■ GIVEN PROBLEM 1
Copy the records from the line with "Target: knee pad" up to and including the line with "458L157 470L150 490L157", reproducing them verbatim. Leave the pictures out of your copy.

■ QUOTED TEXT
────────
In this notebook, I'll demonstrate how to load data from an Excel spreadsheet and how to compute statistical moments on data that has missing values.

I will be using the Python library `pandas` to do all of this computation. `pandas` is the most commonly used Python library for working with data.

In [None]:
import pandas as pd

Google Colab doesn't have a required package for working with Excel files installed by default. Every time we open up a notebook, the Colab's computation environment is reset to the default. Therefore, every time we restart the notebook, we'll need to install it. You can do it with the command below.

If you install Python on your local machine, you won't need to do this.

In [None]:
!pip install xlrd

Since I'm using Google Colab (in the cloud), I've made the HW data available via a Google Drive link so that it's easier to access. 

In [None]:
# Either of these links should work. 

# data_url = "https://drive.google.com/uc?id=1mWYUscdHRImLRukf8tzOvn8XupAjcJCE&export=download"
data_url = "https://github.com/jmbejara/finm367-2018/blob/master/data/assetclass_data_monthly.xlsx?raw=true"

In [None]:
# Use the question mark to easily access the documentation for
# any functions or methods (as it appears in the function's docstring)
pd.read_excel?

In [None]:
# Use two question marks to see the source code
pd.read_excel??

In [None]:
# Use sheet_name=0 to take the first sheet.
df = pd.read_excel(data_url, sheet_name=0)
# Or specify the sheet by name. These two commands give the same result.
df = pd.read_excel(data_url, sheet_name='data')

In [None]:
# Preview the first obvservations
df.head()

In [None]:
# Preview the last observations
df.tail()
────────
■ INPUT RECORDS
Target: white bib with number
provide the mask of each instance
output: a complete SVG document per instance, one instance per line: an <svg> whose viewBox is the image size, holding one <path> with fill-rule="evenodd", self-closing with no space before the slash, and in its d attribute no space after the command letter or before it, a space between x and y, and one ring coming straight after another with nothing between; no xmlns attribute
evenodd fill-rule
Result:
────────
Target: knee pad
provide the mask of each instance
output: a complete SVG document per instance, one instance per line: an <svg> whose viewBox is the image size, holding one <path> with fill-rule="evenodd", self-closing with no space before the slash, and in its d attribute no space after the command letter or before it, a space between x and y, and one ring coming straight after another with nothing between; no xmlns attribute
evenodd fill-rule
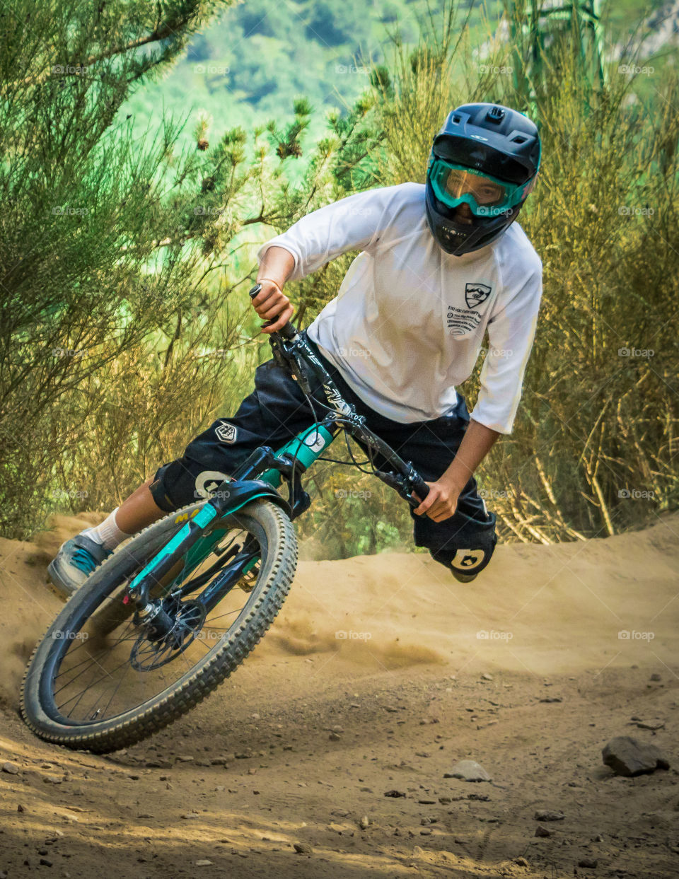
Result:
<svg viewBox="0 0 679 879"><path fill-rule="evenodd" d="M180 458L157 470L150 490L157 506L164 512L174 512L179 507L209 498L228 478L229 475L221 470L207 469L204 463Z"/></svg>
────────
■ GIVEN PROBLEM 2
According to the pandas notebook, why must the Excel package be installed again every time the notebook is restarted in Google Colab?

■ FULL ANSWER 1
Target: knee pad
provide the mask of each instance
output: a complete SVG document per instance, one instance per line: an <svg> whose viewBox is the image size, holding one <path> with fill-rule="evenodd", self-closing with no space before the slash, and in its d attribute no space after the command letter or before it, a space between x and y, and one ring coming straight after another with nothing between; no xmlns attribute
evenodd fill-rule
Result:
<svg viewBox="0 0 679 879"><path fill-rule="evenodd" d="M180 458L157 470L150 490L157 506L164 512L174 512L179 507L209 498L228 478L229 475L221 470L207 469L204 463Z"/></svg>

■ FULL ANSWER 2
Colab does not include the package needed for Excel files by default. Its computation environment is reset to the default each time a notebook is opened, so the package has to be installed again after every restart.